=== REQUIREMENTS ===
Return the records word for word, beginning at the line that contains "Where can you spot the red fabric?" and continuing through the last line of the records.

Object position labeling records
----------------------------------------

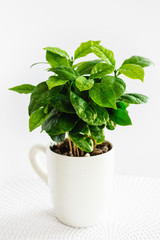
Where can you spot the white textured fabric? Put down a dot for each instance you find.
(26, 213)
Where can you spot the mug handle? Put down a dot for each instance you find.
(35, 161)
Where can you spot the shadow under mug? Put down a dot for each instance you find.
(80, 187)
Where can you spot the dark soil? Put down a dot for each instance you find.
(63, 149)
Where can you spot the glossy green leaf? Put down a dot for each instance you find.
(82, 142)
(101, 69)
(97, 133)
(117, 84)
(54, 81)
(58, 123)
(56, 60)
(85, 48)
(104, 53)
(86, 67)
(110, 125)
(58, 138)
(103, 95)
(24, 88)
(81, 94)
(132, 71)
(42, 96)
(83, 83)
(62, 103)
(133, 98)
(65, 73)
(37, 118)
(120, 117)
(138, 60)
(88, 112)
(57, 51)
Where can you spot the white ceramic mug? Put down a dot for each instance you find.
(80, 186)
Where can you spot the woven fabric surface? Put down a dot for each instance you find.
(26, 212)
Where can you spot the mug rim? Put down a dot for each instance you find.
(83, 157)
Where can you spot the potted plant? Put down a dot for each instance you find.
(81, 100)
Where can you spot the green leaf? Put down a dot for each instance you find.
(56, 60)
(84, 49)
(97, 133)
(58, 123)
(83, 83)
(54, 81)
(86, 67)
(120, 117)
(62, 103)
(132, 71)
(103, 95)
(65, 73)
(101, 69)
(42, 96)
(57, 51)
(58, 138)
(117, 84)
(111, 125)
(138, 60)
(81, 141)
(24, 88)
(81, 94)
(37, 118)
(122, 105)
(104, 53)
(133, 98)
(88, 112)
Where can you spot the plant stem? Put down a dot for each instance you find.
(115, 73)
(77, 152)
(74, 148)
(70, 144)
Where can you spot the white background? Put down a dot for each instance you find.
(126, 27)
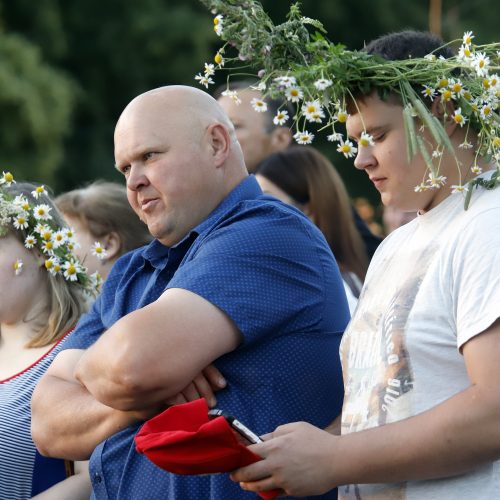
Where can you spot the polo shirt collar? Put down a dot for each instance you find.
(247, 189)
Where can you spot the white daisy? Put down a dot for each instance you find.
(98, 250)
(30, 241)
(38, 191)
(281, 117)
(41, 212)
(459, 188)
(7, 179)
(322, 83)
(313, 111)
(294, 94)
(18, 266)
(366, 140)
(304, 137)
(259, 105)
(347, 148)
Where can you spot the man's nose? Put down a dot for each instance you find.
(136, 178)
(364, 159)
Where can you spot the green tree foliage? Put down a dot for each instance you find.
(35, 105)
(116, 49)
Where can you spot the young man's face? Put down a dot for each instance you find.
(250, 126)
(386, 162)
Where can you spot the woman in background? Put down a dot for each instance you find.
(43, 291)
(101, 212)
(303, 177)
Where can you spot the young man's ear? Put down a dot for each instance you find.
(219, 142)
(281, 138)
(444, 112)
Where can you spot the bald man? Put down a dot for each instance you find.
(259, 137)
(233, 278)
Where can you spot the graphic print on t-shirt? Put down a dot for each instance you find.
(378, 370)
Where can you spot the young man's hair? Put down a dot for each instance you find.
(273, 105)
(408, 44)
(308, 177)
(396, 47)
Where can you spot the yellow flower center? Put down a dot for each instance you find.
(342, 117)
(447, 95)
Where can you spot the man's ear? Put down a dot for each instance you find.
(112, 243)
(444, 112)
(281, 138)
(219, 142)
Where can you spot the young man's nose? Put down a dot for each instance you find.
(364, 159)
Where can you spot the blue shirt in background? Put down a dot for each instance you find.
(270, 269)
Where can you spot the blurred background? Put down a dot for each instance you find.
(68, 68)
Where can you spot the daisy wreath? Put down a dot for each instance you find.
(320, 77)
(43, 233)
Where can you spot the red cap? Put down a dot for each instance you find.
(183, 440)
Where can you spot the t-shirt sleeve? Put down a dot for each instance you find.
(476, 269)
(266, 275)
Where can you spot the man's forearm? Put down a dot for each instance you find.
(68, 422)
(452, 438)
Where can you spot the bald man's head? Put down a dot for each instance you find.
(177, 150)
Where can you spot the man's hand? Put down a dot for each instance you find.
(297, 460)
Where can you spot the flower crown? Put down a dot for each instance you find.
(43, 233)
(320, 78)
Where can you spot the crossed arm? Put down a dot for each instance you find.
(452, 438)
(130, 374)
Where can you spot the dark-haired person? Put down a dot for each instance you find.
(421, 413)
(259, 135)
(303, 177)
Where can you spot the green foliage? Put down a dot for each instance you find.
(35, 106)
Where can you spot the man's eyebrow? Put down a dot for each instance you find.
(370, 130)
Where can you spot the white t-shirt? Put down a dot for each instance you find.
(432, 285)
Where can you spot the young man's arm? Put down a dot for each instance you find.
(152, 354)
(454, 437)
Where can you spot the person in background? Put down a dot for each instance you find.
(43, 292)
(101, 212)
(303, 177)
(260, 135)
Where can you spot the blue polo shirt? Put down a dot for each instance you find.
(270, 269)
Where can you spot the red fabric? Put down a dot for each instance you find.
(183, 440)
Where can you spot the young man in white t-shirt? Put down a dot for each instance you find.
(421, 415)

----------------------------------------

=== TASK SOLUTION ===
Where can you spot the red fabric? Put down a dot for each instance you find.
(183, 440)
Where can you spot the young man in white t-shirt? Put down a dot for each instance you find.
(421, 415)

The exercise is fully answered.